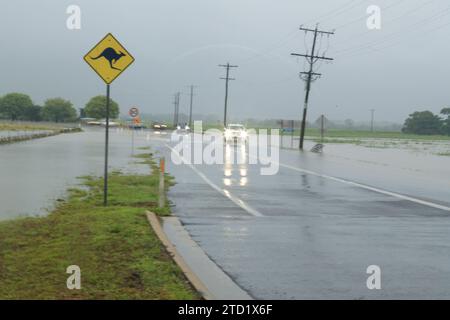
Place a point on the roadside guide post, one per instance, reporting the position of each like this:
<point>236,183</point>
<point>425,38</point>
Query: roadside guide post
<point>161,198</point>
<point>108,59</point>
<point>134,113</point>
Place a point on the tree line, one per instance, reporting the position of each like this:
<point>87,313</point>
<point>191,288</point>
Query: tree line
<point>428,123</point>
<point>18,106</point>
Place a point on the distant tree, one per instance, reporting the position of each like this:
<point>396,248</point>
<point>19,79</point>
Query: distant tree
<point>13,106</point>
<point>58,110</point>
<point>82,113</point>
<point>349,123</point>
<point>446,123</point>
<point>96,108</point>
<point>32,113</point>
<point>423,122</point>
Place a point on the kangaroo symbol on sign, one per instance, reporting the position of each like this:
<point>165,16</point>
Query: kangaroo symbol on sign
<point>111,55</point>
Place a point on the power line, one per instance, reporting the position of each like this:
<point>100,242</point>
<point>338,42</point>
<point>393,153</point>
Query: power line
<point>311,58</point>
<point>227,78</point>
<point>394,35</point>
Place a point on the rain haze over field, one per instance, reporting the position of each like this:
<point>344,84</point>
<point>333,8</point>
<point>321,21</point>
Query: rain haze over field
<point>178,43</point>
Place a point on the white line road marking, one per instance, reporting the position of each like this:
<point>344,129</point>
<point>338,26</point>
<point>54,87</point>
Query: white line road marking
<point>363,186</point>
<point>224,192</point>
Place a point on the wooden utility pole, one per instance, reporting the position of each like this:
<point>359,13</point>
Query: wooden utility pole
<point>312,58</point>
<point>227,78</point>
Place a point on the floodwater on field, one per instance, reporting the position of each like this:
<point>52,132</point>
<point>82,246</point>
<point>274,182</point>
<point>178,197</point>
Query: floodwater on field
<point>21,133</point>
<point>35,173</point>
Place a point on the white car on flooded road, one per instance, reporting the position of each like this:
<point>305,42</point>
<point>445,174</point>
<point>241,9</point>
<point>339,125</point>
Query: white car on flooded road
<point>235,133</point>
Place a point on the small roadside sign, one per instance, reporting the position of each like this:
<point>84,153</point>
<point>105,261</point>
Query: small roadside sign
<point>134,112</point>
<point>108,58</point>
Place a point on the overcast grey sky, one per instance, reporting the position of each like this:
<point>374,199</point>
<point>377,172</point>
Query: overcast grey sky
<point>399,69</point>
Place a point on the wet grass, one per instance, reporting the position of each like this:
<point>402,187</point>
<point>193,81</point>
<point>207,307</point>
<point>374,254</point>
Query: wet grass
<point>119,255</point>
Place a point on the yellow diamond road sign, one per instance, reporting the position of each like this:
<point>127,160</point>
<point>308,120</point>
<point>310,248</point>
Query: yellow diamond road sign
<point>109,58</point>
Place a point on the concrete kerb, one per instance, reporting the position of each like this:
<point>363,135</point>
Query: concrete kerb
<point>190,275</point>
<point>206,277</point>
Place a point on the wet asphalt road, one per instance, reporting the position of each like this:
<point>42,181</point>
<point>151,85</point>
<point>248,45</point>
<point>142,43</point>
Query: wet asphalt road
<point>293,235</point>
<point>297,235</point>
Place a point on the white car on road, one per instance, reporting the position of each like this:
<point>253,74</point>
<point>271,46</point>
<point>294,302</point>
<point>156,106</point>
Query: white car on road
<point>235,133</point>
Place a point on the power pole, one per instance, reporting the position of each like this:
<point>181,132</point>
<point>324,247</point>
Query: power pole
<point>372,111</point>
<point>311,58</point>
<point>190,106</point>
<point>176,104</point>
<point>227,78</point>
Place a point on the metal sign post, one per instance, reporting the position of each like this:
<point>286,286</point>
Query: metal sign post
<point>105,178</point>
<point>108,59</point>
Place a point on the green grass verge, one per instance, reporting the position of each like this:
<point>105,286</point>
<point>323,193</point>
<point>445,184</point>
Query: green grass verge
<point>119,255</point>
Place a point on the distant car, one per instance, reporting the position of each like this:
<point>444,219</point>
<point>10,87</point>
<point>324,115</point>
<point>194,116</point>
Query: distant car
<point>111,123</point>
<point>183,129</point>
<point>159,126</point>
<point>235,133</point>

=======

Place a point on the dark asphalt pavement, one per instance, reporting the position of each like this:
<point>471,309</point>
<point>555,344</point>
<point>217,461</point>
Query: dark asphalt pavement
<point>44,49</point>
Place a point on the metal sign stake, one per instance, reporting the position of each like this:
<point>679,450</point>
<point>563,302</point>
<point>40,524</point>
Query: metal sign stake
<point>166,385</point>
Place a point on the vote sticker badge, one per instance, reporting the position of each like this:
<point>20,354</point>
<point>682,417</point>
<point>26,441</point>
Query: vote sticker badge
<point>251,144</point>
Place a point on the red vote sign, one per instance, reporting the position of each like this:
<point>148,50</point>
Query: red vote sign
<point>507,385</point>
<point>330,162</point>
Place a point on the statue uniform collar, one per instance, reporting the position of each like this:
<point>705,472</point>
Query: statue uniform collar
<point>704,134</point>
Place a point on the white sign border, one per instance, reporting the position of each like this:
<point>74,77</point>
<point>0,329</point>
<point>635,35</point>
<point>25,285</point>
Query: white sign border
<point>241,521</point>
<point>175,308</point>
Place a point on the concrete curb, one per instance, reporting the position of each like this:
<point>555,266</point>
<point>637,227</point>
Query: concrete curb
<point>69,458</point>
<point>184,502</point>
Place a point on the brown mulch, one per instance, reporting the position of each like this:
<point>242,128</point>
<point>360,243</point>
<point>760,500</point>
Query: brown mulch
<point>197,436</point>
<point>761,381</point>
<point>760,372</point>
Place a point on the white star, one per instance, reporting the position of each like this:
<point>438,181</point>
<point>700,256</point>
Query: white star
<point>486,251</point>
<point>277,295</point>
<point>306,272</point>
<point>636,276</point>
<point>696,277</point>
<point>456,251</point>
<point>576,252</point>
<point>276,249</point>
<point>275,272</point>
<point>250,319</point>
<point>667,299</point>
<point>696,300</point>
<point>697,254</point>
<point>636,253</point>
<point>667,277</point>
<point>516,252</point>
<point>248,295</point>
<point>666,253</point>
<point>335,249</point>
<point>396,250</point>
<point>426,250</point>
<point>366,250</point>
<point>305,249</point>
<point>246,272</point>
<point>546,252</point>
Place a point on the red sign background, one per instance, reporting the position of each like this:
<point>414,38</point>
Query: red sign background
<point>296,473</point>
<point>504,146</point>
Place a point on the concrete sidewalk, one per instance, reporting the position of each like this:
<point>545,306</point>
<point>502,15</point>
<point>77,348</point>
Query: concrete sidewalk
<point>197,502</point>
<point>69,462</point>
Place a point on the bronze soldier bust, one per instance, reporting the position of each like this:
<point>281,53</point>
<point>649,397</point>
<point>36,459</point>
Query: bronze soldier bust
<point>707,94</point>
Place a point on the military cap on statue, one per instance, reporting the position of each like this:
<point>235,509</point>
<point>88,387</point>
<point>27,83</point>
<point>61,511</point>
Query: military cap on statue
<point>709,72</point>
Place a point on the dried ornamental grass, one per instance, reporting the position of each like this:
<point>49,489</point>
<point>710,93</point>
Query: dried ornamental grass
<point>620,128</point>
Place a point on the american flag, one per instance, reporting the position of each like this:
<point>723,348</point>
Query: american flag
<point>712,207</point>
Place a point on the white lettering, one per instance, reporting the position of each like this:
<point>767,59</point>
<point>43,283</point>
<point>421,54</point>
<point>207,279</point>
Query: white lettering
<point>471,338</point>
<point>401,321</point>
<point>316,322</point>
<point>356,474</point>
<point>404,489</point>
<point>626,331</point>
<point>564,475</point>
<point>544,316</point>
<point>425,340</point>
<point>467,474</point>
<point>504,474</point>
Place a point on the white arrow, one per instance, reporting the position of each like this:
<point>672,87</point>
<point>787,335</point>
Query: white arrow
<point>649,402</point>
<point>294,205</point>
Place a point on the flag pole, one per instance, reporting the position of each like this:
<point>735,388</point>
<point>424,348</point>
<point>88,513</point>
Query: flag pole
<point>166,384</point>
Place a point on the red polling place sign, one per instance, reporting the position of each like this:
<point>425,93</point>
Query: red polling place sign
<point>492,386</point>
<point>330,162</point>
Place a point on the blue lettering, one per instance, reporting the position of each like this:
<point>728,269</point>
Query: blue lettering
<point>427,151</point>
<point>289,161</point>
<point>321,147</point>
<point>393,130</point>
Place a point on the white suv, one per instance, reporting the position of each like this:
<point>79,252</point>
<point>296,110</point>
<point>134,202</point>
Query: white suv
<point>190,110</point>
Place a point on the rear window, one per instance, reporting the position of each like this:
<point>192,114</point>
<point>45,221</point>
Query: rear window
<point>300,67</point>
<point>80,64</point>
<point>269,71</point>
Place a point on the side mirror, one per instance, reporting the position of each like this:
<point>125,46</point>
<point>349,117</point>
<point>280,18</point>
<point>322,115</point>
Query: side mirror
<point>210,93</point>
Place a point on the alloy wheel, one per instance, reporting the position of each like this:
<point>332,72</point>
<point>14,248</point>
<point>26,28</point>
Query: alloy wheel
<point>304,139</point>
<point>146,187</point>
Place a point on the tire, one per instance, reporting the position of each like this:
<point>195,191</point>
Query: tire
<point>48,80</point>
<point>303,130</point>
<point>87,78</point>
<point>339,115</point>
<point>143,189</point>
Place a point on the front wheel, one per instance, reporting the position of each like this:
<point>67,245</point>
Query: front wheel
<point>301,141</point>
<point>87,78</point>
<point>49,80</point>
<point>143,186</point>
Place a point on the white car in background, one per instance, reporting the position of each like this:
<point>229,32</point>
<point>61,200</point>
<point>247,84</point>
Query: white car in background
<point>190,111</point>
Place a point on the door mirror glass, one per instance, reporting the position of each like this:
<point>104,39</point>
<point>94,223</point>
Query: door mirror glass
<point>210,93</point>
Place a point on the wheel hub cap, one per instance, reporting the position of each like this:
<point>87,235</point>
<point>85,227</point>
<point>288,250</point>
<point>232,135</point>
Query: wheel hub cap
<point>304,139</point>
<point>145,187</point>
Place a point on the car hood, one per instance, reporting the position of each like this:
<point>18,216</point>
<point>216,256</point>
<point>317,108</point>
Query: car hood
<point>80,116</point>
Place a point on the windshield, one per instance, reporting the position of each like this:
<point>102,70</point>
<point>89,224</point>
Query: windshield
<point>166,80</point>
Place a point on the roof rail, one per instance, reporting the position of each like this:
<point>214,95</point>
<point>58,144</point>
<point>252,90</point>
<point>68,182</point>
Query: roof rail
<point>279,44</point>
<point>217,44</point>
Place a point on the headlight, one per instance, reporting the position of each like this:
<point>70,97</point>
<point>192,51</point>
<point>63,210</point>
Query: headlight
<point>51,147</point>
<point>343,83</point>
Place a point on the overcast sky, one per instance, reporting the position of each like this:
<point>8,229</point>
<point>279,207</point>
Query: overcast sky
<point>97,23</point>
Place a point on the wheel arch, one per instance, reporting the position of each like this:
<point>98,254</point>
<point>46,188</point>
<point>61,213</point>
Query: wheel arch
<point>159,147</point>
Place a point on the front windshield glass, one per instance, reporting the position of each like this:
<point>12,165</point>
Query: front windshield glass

=======

In the entries above, the lines from the one bearing "Place a point on the roadside" up to and including the one bearing "<point>393,153</point>" should be transcribed exactly; no other line is wanted.

Output of the task:
Place a point on the roadside guide post, one per instance, reporting the position of each like this:
<point>236,183</point>
<point>425,38</point>
Query: roadside guide post
<point>161,198</point>
<point>108,59</point>
<point>134,113</point>
Place a point on the tree line, one per instance, reporting the position of each like this:
<point>87,313</point>
<point>191,288</point>
Query: tree line
<point>428,123</point>
<point>18,106</point>
Place a point on the distant tree, one per instance, reporting the position of each like this:
<point>396,248</point>
<point>19,79</point>
Query: distant tree
<point>13,106</point>
<point>58,110</point>
<point>82,113</point>
<point>349,123</point>
<point>446,123</point>
<point>96,108</point>
<point>32,113</point>
<point>423,122</point>
Place a point on the kangaroo symbol on sign, one per instance, reporting the position of each like this:
<point>165,16</point>
Query: kangaroo symbol on sign
<point>111,55</point>
Place a point on the power line, one per instance, reporting the position of each like this:
<point>100,242</point>
<point>338,42</point>
<point>393,153</point>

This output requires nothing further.